## Start
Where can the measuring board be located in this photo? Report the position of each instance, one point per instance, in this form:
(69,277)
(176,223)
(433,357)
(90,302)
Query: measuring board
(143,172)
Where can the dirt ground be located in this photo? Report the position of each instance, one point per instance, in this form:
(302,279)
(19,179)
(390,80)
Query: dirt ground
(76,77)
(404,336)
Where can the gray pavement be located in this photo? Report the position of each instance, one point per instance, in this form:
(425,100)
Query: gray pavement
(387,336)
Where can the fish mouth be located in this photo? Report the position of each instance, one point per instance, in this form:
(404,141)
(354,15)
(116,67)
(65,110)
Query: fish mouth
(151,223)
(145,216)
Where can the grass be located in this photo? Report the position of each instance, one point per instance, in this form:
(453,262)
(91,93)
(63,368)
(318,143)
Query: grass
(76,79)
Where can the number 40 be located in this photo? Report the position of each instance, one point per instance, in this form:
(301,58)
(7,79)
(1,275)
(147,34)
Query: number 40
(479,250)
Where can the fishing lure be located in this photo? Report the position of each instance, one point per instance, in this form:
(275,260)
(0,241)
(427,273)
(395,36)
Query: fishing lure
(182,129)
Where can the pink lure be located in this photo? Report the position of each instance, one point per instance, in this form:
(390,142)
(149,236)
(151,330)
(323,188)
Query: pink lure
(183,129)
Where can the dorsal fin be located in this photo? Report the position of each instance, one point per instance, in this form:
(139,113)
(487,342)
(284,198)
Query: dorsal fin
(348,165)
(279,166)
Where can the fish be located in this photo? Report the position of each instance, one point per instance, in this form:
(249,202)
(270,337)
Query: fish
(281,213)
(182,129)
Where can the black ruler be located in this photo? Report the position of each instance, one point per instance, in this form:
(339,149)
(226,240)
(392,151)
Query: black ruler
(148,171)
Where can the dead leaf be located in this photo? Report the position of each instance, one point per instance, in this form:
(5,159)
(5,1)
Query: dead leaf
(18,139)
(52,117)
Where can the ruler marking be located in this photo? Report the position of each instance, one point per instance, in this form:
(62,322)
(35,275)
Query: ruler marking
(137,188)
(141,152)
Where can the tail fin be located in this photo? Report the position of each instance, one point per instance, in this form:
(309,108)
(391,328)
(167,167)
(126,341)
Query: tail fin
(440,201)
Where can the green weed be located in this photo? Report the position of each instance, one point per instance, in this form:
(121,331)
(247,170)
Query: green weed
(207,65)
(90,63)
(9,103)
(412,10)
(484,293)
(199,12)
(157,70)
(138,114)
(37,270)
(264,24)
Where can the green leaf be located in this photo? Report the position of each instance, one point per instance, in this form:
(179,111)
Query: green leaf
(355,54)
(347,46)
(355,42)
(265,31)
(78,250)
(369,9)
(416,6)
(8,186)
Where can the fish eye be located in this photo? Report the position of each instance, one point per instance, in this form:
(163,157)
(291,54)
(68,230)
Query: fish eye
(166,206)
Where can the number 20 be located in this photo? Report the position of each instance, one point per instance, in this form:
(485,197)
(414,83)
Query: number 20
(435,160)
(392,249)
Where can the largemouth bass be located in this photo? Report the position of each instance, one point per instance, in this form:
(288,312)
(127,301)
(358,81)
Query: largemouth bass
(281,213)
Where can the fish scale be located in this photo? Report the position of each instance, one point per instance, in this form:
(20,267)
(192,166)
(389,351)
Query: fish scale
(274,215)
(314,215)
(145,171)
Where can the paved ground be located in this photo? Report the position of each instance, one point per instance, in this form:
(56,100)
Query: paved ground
## End
__EXERCISE OBJECTIVE__:
Every line of the data above should be reproduced word for word.

__RESPONSE TO THE TASK__:
Where can the measuring board be located in this photo? Report the position of each instance, one point per instance, in this form:
(69,277)
(176,223)
(433,357)
(90,302)
Query: measuring board
(143,172)
Where can the dirt ground be located in this photo? Report the position of each instance, one point per instance, in this form:
(302,279)
(19,179)
(390,80)
Query: dirt ground
(76,77)
(404,336)
Where can the gray pavement be located in this photo? Report the position of each instance, one point per instance, in this form:
(425,100)
Query: gray pavement
(387,336)
Where can the fish mouth be located in this photo? Report the position of each instance, one point per instance, in this form:
(404,141)
(354,15)
(116,67)
(65,110)
Query: fish mouth
(151,223)
(145,216)
Where can the grass be located in this photo? Report the position of each instance, one point per instance, in this form:
(453,262)
(91,93)
(63,368)
(318,143)
Query: grass
(76,79)
Where can the number 40 be located in this photo? Report the position of each instance, one point per instance, in this form:
(301,58)
(7,79)
(1,275)
(147,34)
Query: number 40
(479,250)
Where can the fishing lure be located in this photo? Report the position of each instance, one point per instance, in this form:
(275,260)
(0,241)
(427,273)
(395,36)
Query: fishing lure
(182,129)
Where can the pink lure be located in this photo? Report the position of each instance, one point per instance, in this form:
(390,142)
(149,236)
(151,330)
(323,188)
Query: pink lure
(183,129)
Where can the dorsal fin be located in this photo? Report the position of each instance, one point per instance, in this form:
(139,113)
(487,342)
(284,198)
Query: dorsal fin
(348,165)
(279,166)
Where can the fish be located in this photo? Report the position of each instance, one point per instance, in this form:
(249,202)
(270,337)
Query: fish
(281,213)
(182,129)
Where can the black ruler be located in this photo? Report the position of each instance, one point per instance, in this form:
(339,149)
(226,240)
(392,151)
Query: black ruler
(148,171)
Where can the dead leaf be located in this photo? Report the position of each instance, one point per instance, in this form:
(5,159)
(5,1)
Query: dead leaf
(18,139)
(52,117)
Where can the ruler marking be located in this photo? Report the position of each instance, one point per instance, in this form:
(62,322)
(35,275)
Query: ruler marking
(137,188)
(141,152)
Where can the tail fin be located in this photo? Report the position of each instance, one point per instance, in this form:
(309,108)
(391,328)
(167,167)
(126,341)
Query: tail fin
(440,201)
Where can the green weed be located in this photo? Report the position of each instance, one point per instance, in this form:
(121,331)
(247,170)
Query: green weed
(207,65)
(90,63)
(9,103)
(412,10)
(484,293)
(199,12)
(157,70)
(138,114)
(37,270)
(264,24)
Where can the green leaf be located in this photo? Report the position of each instance, one point per instance, in this form:
(179,111)
Query: green leaf
(355,54)
(347,46)
(355,42)
(265,31)
(78,250)
(369,9)
(416,6)
(8,186)
Where can the fish eye be located in this photo? Report the position of each instance, one point per instance, in this form:
(163,157)
(291,54)
(68,230)
Query: fish eye
(166,206)
Where can the number 20 be located in this photo? Report the position of each instance, one point per instance, in this form:
(485,197)
(414,83)
Query: number 20
(435,160)
(392,249)
Where can the largemouth bass be located in this photo? Report the position of each instance, one point per instance, in this form:
(288,312)
(127,301)
(358,81)
Query: largemouth bass
(281,213)
Where can the fish scale be located in this photo? Report the position of each instance, one point per instance, in this form:
(20,267)
(192,166)
(389,351)
Query: fish scale
(274,215)
(314,215)
(145,171)
Where can the paved ground be located in this photo? Report the position of each instance, one point per instance, in this form:
(56,100)
Query: paved ground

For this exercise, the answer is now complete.